*GIVEN EXERCISE*. Gather every line in the records below that contains the word "white" and copy each one out in full.

*RECORDED DATA*.
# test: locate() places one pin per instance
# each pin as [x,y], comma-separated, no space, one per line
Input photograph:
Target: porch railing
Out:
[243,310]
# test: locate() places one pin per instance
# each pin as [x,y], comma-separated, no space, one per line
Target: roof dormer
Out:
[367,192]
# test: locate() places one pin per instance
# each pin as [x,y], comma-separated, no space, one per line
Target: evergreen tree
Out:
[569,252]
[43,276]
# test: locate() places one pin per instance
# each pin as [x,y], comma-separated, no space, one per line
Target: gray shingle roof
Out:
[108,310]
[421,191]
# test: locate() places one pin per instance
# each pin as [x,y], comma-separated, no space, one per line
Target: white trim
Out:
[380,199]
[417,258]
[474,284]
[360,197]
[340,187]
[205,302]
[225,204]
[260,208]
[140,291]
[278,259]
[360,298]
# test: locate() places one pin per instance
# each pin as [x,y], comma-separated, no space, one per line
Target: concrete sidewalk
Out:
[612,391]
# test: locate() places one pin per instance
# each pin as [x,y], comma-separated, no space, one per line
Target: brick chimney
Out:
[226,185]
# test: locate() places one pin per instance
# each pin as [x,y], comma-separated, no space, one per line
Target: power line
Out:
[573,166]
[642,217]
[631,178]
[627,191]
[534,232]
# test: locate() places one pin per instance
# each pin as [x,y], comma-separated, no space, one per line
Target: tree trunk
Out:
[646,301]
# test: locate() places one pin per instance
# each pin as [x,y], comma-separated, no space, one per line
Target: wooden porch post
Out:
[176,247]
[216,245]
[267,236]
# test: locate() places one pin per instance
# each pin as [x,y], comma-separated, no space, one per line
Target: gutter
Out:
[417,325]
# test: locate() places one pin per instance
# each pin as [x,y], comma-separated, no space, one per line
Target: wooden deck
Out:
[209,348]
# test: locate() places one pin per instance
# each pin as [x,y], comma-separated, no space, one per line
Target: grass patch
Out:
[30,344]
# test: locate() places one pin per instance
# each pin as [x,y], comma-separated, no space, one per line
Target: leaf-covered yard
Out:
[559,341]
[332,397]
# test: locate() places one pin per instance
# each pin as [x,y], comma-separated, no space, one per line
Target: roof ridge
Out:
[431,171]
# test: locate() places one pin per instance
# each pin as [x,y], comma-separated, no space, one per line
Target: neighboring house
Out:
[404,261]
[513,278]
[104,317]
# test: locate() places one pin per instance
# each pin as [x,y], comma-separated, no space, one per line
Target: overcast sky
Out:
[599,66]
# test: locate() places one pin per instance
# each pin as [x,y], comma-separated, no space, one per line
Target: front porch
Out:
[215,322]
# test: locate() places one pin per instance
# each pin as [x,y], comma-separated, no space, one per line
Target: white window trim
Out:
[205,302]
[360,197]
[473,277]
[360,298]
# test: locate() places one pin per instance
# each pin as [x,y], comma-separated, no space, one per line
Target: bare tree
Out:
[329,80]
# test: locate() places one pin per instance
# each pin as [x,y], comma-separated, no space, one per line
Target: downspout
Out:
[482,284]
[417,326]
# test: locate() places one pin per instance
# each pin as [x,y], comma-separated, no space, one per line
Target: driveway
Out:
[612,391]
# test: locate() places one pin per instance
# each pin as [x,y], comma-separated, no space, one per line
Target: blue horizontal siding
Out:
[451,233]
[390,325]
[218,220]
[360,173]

--

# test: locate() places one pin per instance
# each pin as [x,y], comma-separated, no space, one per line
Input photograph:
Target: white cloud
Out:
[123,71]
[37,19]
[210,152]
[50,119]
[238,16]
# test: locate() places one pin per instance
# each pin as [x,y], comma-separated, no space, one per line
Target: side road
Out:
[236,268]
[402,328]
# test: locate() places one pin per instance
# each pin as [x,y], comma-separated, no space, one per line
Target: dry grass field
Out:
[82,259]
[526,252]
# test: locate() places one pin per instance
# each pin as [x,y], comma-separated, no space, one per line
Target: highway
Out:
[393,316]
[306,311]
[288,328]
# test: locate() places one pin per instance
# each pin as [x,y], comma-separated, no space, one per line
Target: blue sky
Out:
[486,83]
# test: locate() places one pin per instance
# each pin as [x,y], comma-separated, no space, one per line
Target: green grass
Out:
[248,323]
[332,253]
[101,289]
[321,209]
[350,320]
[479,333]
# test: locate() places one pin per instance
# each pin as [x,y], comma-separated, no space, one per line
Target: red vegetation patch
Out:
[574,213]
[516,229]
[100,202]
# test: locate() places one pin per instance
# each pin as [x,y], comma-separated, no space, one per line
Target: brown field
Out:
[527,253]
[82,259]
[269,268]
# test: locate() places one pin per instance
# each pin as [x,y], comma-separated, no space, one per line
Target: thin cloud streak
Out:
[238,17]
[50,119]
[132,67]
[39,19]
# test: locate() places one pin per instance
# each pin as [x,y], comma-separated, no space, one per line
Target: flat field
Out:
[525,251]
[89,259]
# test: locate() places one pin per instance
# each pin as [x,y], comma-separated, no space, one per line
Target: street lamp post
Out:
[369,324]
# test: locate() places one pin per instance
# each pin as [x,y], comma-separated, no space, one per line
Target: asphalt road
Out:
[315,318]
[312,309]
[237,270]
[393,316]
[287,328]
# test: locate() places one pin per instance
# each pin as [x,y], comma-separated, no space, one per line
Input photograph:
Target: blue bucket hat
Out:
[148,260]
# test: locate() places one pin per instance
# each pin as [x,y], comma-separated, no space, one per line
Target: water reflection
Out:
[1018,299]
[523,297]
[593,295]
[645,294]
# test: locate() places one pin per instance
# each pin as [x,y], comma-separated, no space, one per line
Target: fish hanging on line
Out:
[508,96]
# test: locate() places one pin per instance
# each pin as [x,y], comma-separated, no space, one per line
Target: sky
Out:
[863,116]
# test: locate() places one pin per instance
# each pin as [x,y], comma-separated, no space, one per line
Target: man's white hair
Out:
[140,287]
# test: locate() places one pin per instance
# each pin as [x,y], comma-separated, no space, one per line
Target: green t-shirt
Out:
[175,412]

*CORRECT RESULT*.
Target: white trim
Target: white window trim
Target: white cloud
Target: man's white hair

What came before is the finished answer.